Material provided ->

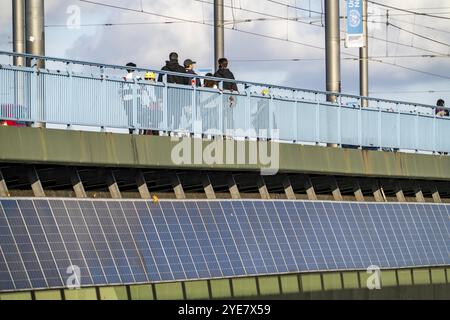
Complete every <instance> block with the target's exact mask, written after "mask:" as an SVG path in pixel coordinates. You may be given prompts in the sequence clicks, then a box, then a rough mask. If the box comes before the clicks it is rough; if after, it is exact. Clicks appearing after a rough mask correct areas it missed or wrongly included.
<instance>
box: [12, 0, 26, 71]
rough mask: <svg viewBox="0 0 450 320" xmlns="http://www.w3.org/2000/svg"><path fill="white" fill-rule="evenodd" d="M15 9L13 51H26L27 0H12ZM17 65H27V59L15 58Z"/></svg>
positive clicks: (24, 52) (13, 35)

Problem statement -> Each line above is to be copied exactly, and the pictures are to be dropped.

Exercise response ->
Complete every <instance> block with the target's exact mask, written after "mask:" as an SVG path in pixel coordinates. You may be given prompts in the sequence clicks, then a box, then a rough mask. If the box comes before the clicks it is rough; if after, it is exact. Clicks appearing after a rough mask correct areas it missed or wrongly included.
<instance>
box: [12, 0, 26, 71]
rough mask: <svg viewBox="0 0 450 320" xmlns="http://www.w3.org/2000/svg"><path fill="white" fill-rule="evenodd" d="M15 9L13 51H26L27 0H12ZM17 65H27V59L15 58Z"/></svg>
positive clicks: (24, 52) (13, 35)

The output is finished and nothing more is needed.